题目要求
从下面的清单中摘出所有含有“several”一词的行，并逐行抄录。

所给材料

——————

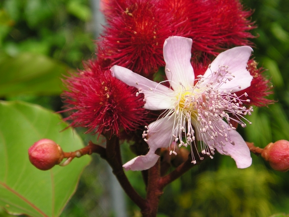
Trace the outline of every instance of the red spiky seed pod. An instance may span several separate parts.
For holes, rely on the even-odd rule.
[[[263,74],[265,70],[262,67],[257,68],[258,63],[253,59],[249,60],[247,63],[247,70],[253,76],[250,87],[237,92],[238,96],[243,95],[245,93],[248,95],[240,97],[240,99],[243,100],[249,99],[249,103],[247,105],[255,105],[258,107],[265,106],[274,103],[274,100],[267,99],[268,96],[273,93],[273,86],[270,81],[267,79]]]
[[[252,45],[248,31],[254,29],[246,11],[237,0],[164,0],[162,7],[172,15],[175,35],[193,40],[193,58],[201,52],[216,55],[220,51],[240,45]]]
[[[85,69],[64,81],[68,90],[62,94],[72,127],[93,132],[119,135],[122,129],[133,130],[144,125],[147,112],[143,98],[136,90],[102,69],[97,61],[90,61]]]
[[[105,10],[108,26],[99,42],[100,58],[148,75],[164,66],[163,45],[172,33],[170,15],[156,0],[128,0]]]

——————

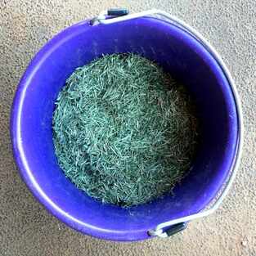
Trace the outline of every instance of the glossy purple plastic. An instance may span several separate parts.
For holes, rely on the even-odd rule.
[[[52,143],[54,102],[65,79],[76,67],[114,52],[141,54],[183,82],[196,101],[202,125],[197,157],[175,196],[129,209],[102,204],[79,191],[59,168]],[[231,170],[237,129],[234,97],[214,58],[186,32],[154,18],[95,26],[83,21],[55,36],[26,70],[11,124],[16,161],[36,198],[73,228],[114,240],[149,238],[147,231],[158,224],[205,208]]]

——————

书面作答
Trace the outline of every instance of the red spiky seed pod. An instance may span several separate parts.
Trace the outline of every instance of the glossy purple plastic. An instance may span several separate parts.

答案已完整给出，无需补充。